*** RECORDS FOR PROCESSING Section Begins ***
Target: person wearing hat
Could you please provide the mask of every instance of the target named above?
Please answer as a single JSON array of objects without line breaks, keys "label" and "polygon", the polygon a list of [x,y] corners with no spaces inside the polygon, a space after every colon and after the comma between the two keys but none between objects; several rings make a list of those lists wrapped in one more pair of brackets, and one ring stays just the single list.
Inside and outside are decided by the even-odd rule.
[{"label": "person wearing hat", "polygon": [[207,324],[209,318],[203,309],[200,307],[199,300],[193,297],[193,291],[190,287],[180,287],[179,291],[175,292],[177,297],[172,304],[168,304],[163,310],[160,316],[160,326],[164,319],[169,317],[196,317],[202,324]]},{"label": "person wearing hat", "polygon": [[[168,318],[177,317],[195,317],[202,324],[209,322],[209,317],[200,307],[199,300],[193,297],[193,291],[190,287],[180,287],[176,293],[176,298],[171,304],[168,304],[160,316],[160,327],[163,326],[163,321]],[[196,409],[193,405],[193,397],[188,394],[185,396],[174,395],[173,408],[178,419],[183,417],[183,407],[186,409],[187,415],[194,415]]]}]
*** RECORDS FOR PROCESSING Section Ends ***
§ TASK ITEM:
In your answer, reproduce every entry exactly as it was written.

§ SOLUTION:
Target: person wearing hat
Could you please provide the mask of every instance of the target named above?
Please answer as a single JSON array of objects without line breaks, keys "label" and "polygon", the polygon a list of [x,y] corners with no spaces inside the polygon, a space after every colon and after the comma between the two keys but none between objects; several rings make a list of those lists wrapped in one more pair of brackets, and one ring stays just the single list.
Inside and outside are decided by the even-odd rule.
[{"label": "person wearing hat", "polygon": [[207,324],[209,318],[203,309],[200,307],[199,300],[193,297],[193,291],[190,287],[180,287],[179,291],[175,292],[177,297],[172,304],[168,304],[163,310],[160,316],[160,326],[164,319],[169,317],[196,317],[202,324]]},{"label": "person wearing hat", "polygon": [[[168,318],[177,317],[195,317],[202,324],[209,322],[209,317],[200,307],[199,300],[193,297],[193,291],[190,287],[180,287],[176,293],[176,298],[171,304],[168,304],[160,316],[160,327],[163,326],[163,321]],[[196,409],[193,405],[193,397],[188,394],[185,396],[174,395],[173,408],[178,419],[183,417],[183,407],[186,409],[187,415],[194,415]]]}]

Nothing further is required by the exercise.